▶ _Data for the task_
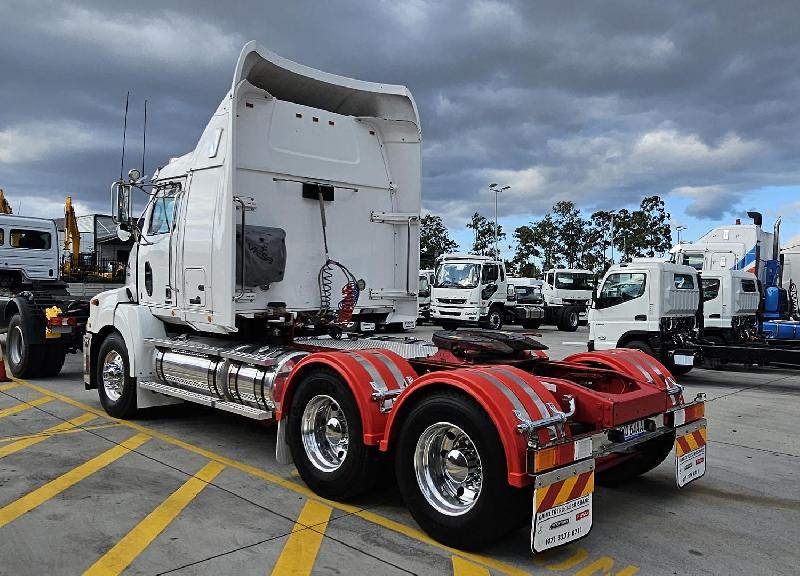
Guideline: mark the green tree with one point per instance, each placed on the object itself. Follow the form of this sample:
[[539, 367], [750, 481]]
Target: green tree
[[434, 240]]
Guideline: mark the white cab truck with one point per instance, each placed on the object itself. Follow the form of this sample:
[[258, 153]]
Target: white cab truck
[[43, 322], [424, 295], [470, 290], [235, 253], [648, 305], [730, 305], [567, 293]]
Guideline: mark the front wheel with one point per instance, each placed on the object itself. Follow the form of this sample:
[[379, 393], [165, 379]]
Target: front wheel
[[453, 476], [326, 438], [569, 319], [116, 388]]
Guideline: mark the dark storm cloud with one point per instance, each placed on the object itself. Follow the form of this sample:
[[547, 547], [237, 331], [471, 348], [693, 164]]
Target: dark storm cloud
[[596, 102]]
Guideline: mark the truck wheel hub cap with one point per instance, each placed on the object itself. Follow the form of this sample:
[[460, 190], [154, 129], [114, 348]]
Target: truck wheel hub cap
[[448, 469], [113, 375], [323, 429]]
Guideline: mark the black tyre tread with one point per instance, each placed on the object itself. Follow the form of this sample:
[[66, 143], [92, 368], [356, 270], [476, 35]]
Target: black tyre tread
[[125, 407], [648, 456], [32, 360], [501, 508], [361, 466]]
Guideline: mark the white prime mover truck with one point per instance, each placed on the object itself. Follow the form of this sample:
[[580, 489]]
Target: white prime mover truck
[[235, 251]]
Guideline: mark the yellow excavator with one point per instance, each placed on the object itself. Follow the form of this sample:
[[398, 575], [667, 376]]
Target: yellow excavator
[[72, 237], [5, 207]]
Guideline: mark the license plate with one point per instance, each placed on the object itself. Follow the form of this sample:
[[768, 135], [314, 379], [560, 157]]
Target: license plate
[[562, 512], [632, 430], [690, 457]]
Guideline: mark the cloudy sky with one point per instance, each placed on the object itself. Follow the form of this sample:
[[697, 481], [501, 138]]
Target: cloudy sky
[[597, 102]]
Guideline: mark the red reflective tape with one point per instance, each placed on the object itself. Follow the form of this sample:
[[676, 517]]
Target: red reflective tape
[[550, 497], [577, 490]]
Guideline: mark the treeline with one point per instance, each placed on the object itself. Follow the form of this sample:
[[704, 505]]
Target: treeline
[[562, 238]]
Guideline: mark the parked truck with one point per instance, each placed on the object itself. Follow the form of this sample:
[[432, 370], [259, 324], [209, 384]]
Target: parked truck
[[43, 322], [485, 431]]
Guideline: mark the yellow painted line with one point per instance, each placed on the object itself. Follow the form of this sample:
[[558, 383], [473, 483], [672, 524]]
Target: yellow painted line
[[301, 489], [31, 500], [118, 558], [300, 552], [25, 406], [463, 567], [63, 427], [70, 431]]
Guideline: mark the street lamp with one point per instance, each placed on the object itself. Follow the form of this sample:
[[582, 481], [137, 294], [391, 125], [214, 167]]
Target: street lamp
[[494, 187], [678, 229]]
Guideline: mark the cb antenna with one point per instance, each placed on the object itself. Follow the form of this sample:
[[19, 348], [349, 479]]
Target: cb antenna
[[124, 132], [144, 137]]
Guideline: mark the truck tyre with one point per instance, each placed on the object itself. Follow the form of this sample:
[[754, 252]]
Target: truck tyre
[[569, 319], [453, 475], [25, 345], [494, 320], [646, 456], [117, 390], [326, 438], [54, 355]]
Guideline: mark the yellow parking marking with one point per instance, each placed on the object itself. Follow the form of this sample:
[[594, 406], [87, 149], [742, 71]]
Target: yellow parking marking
[[298, 555], [134, 542], [370, 517], [48, 435], [22, 407], [580, 555], [27, 442], [463, 567], [31, 500]]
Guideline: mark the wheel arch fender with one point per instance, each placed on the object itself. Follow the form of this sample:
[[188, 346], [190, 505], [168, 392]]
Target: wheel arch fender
[[484, 386], [365, 372]]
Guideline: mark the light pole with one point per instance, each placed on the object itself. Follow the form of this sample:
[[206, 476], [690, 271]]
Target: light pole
[[678, 229], [494, 187]]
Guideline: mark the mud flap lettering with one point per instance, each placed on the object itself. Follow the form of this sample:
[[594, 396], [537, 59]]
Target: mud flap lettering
[[690, 457], [562, 511]]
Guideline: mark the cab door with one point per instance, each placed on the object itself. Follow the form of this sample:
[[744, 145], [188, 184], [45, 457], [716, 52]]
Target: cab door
[[156, 253], [623, 305]]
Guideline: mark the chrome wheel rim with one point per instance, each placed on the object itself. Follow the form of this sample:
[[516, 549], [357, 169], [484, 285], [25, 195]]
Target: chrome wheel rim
[[448, 469], [324, 431], [16, 344], [113, 375]]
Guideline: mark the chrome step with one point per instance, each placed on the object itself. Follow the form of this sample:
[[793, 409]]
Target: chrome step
[[240, 409]]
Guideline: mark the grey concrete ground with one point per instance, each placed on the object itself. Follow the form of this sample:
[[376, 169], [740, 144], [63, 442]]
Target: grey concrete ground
[[67, 505]]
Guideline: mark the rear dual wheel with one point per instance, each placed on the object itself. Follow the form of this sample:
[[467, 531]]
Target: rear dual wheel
[[452, 475]]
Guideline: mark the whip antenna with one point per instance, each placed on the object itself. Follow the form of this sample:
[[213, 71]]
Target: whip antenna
[[124, 132]]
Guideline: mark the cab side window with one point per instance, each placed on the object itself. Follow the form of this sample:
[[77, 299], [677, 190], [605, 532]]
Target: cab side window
[[490, 273], [621, 287], [710, 288]]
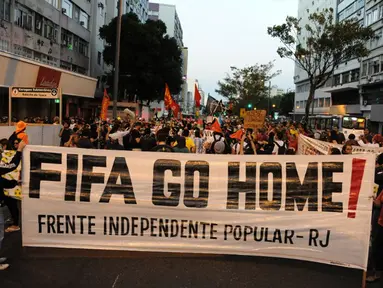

▶ _Exercise directions_
No pictures belong in the output. It should reproduce exactly the lines from the one containing "Target: rear dual wheel" through the end of the data, both ends included.

▶ _Answer section_
Target: rear dual wheel
[[452, 475]]
Guideline: mark the whip antenna with one point per instance, each placed on the object itself. Follow the form of this sample:
[[213, 71]]
Target: whip antenna
[[124, 132]]
Guideline: mark the cab side window with one point per instance, each placed on the object itself. Follow the form of this sample:
[[77, 299], [677, 190], [605, 532]]
Target: cab side window
[[490, 273], [621, 287], [710, 288]]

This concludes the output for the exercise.